Return, word for word, only the lines of the data below that lie between the line with "Would you mind marking the blue tarpaulin" and the line with "Would you mind marking the green", those two lines included.

**********

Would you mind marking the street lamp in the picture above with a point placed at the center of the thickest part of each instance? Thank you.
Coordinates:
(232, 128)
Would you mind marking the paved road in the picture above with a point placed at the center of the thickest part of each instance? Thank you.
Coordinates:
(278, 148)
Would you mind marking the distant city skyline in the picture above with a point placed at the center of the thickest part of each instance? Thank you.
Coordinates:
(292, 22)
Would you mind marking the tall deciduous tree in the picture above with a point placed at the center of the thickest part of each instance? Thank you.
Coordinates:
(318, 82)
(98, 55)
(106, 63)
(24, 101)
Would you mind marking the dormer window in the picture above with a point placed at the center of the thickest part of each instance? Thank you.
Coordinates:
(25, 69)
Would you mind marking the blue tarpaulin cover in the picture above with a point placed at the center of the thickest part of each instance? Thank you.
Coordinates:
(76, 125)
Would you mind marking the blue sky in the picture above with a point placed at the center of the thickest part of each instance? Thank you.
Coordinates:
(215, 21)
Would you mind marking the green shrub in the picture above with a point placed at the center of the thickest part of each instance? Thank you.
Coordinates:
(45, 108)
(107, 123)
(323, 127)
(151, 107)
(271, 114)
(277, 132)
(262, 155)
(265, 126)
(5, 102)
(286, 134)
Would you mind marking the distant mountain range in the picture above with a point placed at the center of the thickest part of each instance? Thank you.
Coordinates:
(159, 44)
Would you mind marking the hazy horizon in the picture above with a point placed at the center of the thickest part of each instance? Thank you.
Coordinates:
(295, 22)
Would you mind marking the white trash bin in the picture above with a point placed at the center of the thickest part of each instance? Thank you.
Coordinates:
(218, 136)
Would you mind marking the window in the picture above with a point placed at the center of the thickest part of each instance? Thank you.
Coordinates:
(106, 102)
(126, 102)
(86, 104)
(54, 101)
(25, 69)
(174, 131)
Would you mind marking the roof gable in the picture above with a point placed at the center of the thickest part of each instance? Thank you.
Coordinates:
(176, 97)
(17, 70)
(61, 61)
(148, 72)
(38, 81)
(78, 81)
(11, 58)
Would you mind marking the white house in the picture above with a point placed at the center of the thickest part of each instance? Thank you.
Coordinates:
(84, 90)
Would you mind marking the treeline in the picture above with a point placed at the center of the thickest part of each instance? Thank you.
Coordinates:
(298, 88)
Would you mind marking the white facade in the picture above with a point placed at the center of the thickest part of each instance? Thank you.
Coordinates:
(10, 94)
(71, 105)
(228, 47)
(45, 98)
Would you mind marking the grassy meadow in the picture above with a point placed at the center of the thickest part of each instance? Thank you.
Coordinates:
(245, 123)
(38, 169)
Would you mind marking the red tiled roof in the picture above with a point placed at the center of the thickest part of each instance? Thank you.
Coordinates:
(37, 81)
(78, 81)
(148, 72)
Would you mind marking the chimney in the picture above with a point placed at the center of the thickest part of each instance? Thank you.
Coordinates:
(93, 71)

**********

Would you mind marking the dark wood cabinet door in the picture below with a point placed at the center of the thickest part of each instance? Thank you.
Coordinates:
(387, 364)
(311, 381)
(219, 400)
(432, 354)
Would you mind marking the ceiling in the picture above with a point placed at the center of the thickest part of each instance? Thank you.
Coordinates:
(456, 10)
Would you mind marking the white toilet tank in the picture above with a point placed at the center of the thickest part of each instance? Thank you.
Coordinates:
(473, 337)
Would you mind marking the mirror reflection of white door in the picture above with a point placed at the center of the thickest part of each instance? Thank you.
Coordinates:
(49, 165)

**********

* Task answer:
Would you mind marking the blue tarpaulin cover in the picture above with a point placed at the center of the thickest part of each instance? Thank you.
Coordinates:
(76, 125)
Would you mind marking the blue sky in the picture above with a point placed at the center of the thickest part of each instance? Thank you.
Coordinates:
(215, 21)
Would you mind marking the green shrub in the picture above with a point placed at the center of the thickest part of each instance? Thank you.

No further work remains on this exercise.